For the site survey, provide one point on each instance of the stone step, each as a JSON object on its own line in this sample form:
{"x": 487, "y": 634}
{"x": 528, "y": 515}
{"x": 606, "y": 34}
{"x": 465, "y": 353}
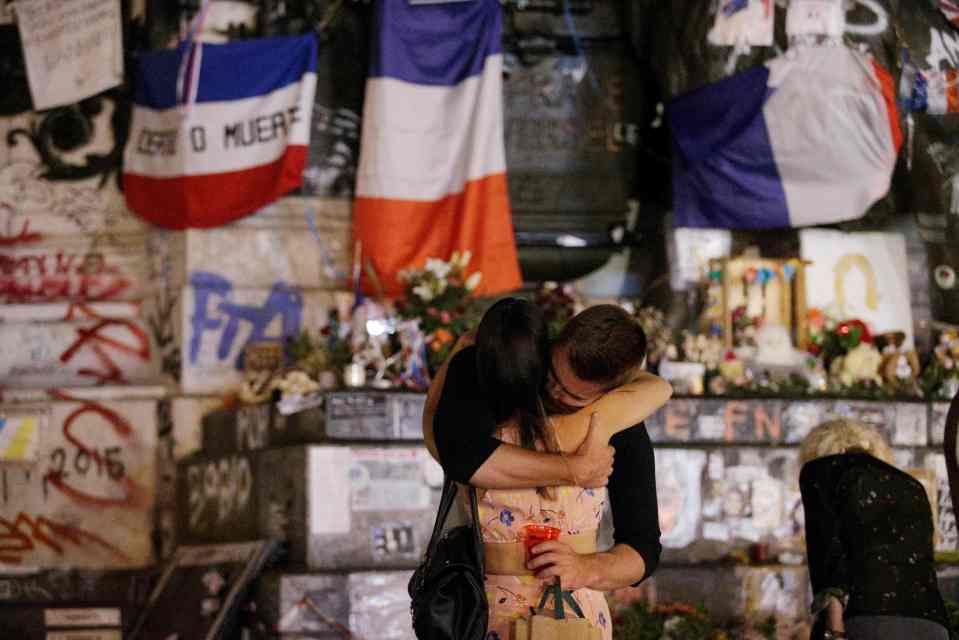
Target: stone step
{"x": 337, "y": 507}
{"x": 369, "y": 604}
{"x": 350, "y": 416}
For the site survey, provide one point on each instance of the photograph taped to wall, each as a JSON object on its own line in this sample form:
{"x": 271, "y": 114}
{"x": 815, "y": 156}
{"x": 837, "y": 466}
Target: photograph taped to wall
{"x": 860, "y": 276}
{"x": 749, "y": 23}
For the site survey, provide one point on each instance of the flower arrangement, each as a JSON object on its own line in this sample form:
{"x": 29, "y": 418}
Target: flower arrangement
{"x": 673, "y": 621}
{"x": 940, "y": 378}
{"x": 440, "y": 298}
{"x": 325, "y": 353}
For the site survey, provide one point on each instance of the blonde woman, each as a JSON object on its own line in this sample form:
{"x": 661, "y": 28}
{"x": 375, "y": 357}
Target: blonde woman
{"x": 869, "y": 540}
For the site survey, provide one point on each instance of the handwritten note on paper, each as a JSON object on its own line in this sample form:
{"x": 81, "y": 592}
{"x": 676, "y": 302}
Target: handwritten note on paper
{"x": 20, "y": 437}
{"x": 73, "y": 48}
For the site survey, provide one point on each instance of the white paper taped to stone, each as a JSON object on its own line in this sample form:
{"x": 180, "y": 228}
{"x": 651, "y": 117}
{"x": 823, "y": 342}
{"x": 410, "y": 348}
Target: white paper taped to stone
{"x": 329, "y": 477}
{"x": 388, "y": 480}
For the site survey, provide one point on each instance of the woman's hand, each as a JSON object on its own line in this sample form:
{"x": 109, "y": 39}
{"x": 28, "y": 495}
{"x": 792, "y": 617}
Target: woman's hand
{"x": 556, "y": 558}
{"x": 592, "y": 463}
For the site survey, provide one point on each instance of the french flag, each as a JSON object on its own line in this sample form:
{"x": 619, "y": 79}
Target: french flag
{"x": 809, "y": 138}
{"x": 238, "y": 142}
{"x": 432, "y": 169}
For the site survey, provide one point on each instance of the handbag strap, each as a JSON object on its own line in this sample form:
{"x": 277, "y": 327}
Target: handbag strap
{"x": 474, "y": 512}
{"x": 446, "y": 502}
{"x": 559, "y": 597}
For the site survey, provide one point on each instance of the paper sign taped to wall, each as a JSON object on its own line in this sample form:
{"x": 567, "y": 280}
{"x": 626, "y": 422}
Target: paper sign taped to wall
{"x": 73, "y": 49}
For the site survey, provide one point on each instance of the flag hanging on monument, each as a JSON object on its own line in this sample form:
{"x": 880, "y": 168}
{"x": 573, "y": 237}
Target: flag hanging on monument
{"x": 432, "y": 169}
{"x": 219, "y": 130}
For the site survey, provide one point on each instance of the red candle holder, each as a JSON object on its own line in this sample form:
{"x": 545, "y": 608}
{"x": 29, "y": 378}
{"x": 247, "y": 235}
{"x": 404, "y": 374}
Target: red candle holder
{"x": 533, "y": 534}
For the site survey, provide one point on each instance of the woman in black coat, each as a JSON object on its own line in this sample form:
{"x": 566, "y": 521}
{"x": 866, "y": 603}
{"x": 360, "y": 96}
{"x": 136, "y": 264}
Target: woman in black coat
{"x": 869, "y": 540}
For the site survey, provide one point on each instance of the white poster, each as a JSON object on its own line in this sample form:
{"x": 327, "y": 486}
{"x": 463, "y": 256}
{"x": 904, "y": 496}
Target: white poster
{"x": 860, "y": 276}
{"x": 73, "y": 48}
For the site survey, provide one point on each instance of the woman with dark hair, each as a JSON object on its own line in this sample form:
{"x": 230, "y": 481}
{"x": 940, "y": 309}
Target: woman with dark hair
{"x": 513, "y": 366}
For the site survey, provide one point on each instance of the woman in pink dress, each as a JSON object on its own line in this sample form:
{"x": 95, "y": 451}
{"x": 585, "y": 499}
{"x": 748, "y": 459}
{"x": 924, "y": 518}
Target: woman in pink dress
{"x": 513, "y": 362}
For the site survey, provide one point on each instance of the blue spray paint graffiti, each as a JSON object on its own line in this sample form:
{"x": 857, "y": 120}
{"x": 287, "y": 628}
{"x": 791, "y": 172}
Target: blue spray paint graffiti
{"x": 214, "y": 311}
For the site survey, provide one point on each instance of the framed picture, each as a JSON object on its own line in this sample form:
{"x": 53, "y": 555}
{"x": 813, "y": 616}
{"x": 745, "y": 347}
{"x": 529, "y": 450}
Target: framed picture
{"x": 862, "y": 276}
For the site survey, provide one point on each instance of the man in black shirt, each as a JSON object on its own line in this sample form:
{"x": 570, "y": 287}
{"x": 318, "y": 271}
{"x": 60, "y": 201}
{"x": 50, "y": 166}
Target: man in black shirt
{"x": 596, "y": 352}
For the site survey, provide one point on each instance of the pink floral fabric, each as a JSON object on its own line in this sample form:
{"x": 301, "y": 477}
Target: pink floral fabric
{"x": 503, "y": 514}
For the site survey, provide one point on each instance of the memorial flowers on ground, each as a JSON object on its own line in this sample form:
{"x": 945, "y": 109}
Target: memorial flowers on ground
{"x": 440, "y": 298}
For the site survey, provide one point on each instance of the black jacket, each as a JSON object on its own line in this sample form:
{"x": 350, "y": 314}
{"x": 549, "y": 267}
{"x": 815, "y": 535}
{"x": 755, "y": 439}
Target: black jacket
{"x": 869, "y": 535}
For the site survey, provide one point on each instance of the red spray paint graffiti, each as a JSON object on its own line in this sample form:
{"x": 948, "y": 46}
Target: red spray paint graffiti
{"x": 48, "y": 277}
{"x": 133, "y": 496}
{"x": 22, "y": 536}
{"x": 94, "y": 337}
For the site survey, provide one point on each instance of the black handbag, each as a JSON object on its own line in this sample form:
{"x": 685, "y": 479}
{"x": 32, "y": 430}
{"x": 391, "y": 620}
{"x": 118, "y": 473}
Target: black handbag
{"x": 447, "y": 592}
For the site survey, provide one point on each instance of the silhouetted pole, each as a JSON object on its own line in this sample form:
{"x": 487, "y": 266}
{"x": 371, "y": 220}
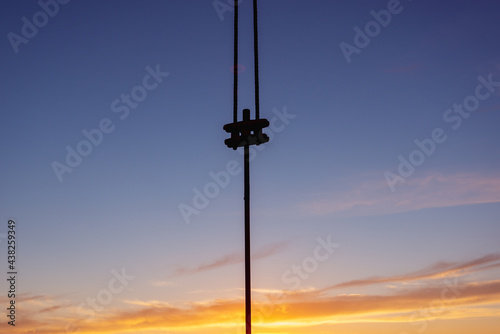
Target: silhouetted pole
{"x": 248, "y": 285}
{"x": 243, "y": 134}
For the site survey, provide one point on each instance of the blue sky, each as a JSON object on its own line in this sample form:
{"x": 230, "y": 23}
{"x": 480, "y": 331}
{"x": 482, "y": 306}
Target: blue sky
{"x": 338, "y": 128}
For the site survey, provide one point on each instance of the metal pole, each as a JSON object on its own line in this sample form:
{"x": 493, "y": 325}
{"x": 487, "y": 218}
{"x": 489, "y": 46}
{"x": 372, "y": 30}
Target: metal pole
{"x": 248, "y": 288}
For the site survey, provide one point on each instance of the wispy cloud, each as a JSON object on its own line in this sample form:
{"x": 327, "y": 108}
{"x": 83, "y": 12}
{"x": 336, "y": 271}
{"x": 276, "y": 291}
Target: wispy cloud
{"x": 233, "y": 258}
{"x": 411, "y": 68}
{"x": 448, "y": 294}
{"x": 373, "y": 197}
{"x": 438, "y": 270}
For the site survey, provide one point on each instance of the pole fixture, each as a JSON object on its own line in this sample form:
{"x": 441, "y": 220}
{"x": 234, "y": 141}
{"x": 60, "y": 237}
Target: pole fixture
{"x": 243, "y": 134}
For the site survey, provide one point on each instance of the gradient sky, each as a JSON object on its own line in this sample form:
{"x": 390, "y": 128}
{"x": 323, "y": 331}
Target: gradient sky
{"x": 105, "y": 248}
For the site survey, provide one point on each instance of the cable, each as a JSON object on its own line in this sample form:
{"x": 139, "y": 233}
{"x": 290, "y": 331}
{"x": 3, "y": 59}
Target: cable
{"x": 256, "y": 58}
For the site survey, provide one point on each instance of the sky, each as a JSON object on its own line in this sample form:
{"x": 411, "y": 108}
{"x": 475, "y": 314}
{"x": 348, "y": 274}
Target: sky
{"x": 374, "y": 206}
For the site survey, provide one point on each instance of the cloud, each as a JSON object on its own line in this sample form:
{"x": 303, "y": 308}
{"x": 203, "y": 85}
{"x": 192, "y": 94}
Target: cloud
{"x": 405, "y": 69}
{"x": 448, "y": 294}
{"x": 438, "y": 270}
{"x": 434, "y": 190}
{"x": 233, "y": 258}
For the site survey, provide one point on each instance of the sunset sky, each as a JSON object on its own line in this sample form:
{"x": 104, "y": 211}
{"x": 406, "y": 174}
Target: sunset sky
{"x": 375, "y": 206}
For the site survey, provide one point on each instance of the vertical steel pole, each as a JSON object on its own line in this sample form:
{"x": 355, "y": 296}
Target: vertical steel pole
{"x": 248, "y": 287}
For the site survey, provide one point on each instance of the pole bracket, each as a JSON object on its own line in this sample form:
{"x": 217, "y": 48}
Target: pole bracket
{"x": 246, "y": 132}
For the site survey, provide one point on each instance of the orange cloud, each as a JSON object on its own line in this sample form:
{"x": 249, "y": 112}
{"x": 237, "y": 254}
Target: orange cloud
{"x": 438, "y": 270}
{"x": 449, "y": 295}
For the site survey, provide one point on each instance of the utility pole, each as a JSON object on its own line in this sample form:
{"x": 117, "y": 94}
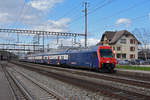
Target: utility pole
{"x": 85, "y": 11}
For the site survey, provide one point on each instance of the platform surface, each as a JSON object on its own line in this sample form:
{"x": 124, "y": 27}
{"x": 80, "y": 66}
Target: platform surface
{"x": 5, "y": 91}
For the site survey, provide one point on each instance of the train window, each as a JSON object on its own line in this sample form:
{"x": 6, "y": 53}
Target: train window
{"x": 62, "y": 57}
{"x": 106, "y": 53}
{"x": 95, "y": 55}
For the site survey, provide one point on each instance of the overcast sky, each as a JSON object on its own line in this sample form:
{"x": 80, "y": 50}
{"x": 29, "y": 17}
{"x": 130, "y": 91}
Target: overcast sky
{"x": 68, "y": 15}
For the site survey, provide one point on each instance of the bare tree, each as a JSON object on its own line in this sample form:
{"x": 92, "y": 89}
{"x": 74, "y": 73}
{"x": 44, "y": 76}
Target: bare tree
{"x": 143, "y": 36}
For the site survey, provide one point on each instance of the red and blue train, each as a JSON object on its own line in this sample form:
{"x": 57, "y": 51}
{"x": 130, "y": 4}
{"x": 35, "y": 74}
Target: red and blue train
{"x": 100, "y": 58}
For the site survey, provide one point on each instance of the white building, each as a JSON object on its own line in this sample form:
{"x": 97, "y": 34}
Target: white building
{"x": 123, "y": 43}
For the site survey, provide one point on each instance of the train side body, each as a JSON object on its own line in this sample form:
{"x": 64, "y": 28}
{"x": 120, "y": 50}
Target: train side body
{"x": 89, "y": 59}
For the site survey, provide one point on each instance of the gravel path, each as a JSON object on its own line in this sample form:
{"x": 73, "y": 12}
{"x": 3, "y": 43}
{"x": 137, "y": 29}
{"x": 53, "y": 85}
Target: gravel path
{"x": 68, "y": 91}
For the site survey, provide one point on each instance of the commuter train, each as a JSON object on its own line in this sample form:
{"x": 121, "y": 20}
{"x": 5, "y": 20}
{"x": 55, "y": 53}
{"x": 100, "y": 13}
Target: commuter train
{"x": 100, "y": 58}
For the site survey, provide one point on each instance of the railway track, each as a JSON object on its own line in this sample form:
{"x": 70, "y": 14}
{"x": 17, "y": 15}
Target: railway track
{"x": 69, "y": 76}
{"x": 46, "y": 93}
{"x": 18, "y": 91}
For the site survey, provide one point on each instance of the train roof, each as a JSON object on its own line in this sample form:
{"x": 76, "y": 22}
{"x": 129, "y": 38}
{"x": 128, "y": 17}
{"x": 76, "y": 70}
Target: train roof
{"x": 69, "y": 50}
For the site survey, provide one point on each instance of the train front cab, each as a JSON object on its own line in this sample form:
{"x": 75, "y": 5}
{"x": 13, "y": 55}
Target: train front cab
{"x": 106, "y": 59}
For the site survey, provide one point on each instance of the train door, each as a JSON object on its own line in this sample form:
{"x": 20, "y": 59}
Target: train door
{"x": 94, "y": 63}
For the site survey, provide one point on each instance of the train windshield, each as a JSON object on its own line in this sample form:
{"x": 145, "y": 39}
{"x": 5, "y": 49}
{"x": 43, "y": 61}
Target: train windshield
{"x": 106, "y": 53}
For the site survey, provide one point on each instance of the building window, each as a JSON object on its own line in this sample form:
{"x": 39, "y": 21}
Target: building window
{"x": 123, "y": 41}
{"x": 118, "y": 55}
{"x": 124, "y": 56}
{"x": 132, "y": 48}
{"x": 132, "y": 56}
{"x": 114, "y": 48}
{"x": 132, "y": 41}
{"x": 118, "y": 48}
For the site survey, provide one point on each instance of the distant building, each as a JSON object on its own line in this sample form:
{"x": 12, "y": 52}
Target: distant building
{"x": 144, "y": 54}
{"x": 123, "y": 43}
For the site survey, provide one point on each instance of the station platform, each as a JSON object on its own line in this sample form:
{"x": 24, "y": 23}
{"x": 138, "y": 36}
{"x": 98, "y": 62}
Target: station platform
{"x": 137, "y": 73}
{"x": 5, "y": 90}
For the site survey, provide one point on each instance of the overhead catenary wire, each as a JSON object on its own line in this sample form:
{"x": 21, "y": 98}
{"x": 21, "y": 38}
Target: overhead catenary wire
{"x": 92, "y": 11}
{"x": 126, "y": 9}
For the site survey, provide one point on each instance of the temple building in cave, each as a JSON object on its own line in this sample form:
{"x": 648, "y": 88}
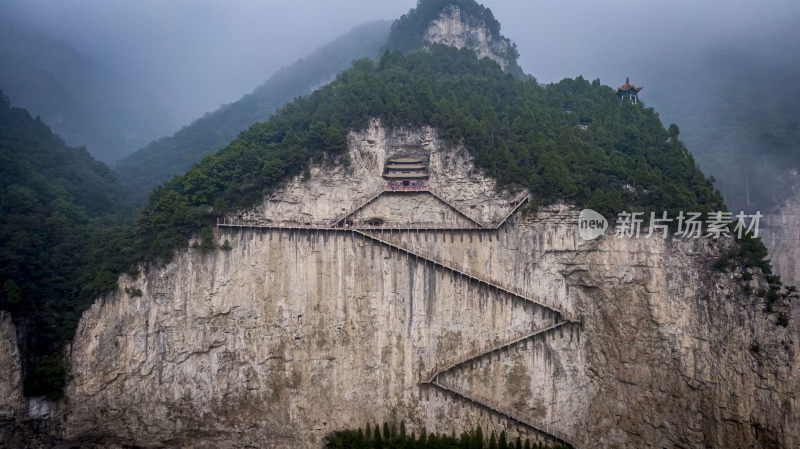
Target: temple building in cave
{"x": 405, "y": 173}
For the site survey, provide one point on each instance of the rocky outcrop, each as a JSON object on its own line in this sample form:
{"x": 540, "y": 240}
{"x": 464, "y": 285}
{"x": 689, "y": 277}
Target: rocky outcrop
{"x": 13, "y": 403}
{"x": 457, "y": 30}
{"x": 300, "y": 329}
{"x": 780, "y": 232}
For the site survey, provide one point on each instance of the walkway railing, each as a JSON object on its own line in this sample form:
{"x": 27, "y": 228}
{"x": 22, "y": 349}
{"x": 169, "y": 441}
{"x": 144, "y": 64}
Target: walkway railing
{"x": 544, "y": 429}
{"x": 483, "y": 353}
{"x": 463, "y": 272}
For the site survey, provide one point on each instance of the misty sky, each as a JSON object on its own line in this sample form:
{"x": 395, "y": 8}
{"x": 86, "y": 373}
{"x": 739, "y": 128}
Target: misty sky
{"x": 197, "y": 54}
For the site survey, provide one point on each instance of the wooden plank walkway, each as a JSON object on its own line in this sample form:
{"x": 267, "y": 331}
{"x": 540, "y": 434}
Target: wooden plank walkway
{"x": 364, "y": 232}
{"x": 470, "y": 275}
{"x": 511, "y": 416}
{"x": 483, "y": 353}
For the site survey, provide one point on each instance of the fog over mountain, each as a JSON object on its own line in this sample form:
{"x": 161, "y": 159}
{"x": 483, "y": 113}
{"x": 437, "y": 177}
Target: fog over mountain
{"x": 194, "y": 56}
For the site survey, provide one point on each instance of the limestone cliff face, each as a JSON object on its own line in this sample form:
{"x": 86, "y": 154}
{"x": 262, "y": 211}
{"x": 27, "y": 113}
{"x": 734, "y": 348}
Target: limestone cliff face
{"x": 295, "y": 332}
{"x": 12, "y": 403}
{"x": 780, "y": 232}
{"x": 457, "y": 30}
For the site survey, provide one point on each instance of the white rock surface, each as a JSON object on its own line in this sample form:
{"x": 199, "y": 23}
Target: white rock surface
{"x": 453, "y": 29}
{"x": 292, "y": 334}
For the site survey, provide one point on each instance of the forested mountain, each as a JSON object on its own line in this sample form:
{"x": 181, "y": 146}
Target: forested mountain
{"x": 164, "y": 158}
{"x": 522, "y": 134}
{"x": 61, "y": 213}
{"x": 738, "y": 110}
{"x": 87, "y": 103}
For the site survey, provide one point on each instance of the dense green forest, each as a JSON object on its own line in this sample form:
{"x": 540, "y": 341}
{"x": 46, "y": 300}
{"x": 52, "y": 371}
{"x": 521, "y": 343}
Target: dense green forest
{"x": 148, "y": 167}
{"x": 64, "y": 226}
{"x": 743, "y": 136}
{"x": 68, "y": 222}
{"x": 72, "y": 92}
{"x": 390, "y": 437}
{"x": 408, "y": 32}
{"x": 522, "y": 134}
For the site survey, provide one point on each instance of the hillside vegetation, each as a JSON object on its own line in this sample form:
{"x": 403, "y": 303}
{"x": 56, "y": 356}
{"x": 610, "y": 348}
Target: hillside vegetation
{"x": 85, "y": 102}
{"x": 408, "y": 32}
{"x": 520, "y": 133}
{"x": 62, "y": 224}
{"x": 161, "y": 160}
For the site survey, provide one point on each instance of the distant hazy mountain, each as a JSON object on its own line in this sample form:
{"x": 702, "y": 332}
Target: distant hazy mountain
{"x": 164, "y": 158}
{"x": 738, "y": 108}
{"x": 85, "y": 102}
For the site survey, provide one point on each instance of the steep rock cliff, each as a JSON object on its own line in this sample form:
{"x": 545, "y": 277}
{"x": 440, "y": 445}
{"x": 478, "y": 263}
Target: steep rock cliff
{"x": 780, "y": 232}
{"x": 295, "y": 332}
{"x": 453, "y": 29}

## REQUIREMENT
Copy exactly the lines from the one containing "of the hillside" through the last line of the records, both included, and nothing else.

## EXERCISE RESPONSE
For the site survey, provide one point on each instance of the hillside vegetation, each as a JSON object on its own line in this sample form:
{"x": 403, "y": 303}
{"x": 56, "y": 356}
{"x": 610, "y": 348}
Target: hillside vegetation
{"x": 85, "y": 102}
{"x": 408, "y": 32}
{"x": 520, "y": 133}
{"x": 62, "y": 224}
{"x": 161, "y": 160}
For the site survey, provide one point on each instance of the distant hazy mountain, each as a JSON object on its own line in this sample form:
{"x": 702, "y": 332}
Target: distant hazy mountain
{"x": 164, "y": 158}
{"x": 738, "y": 108}
{"x": 85, "y": 102}
For the site survey, provide one point on each instance of the steep rock cliff, each as a JSON object on its own line in this sample form:
{"x": 545, "y": 277}
{"x": 440, "y": 445}
{"x": 478, "y": 263}
Target: steep rock cliff
{"x": 780, "y": 232}
{"x": 295, "y": 332}
{"x": 453, "y": 29}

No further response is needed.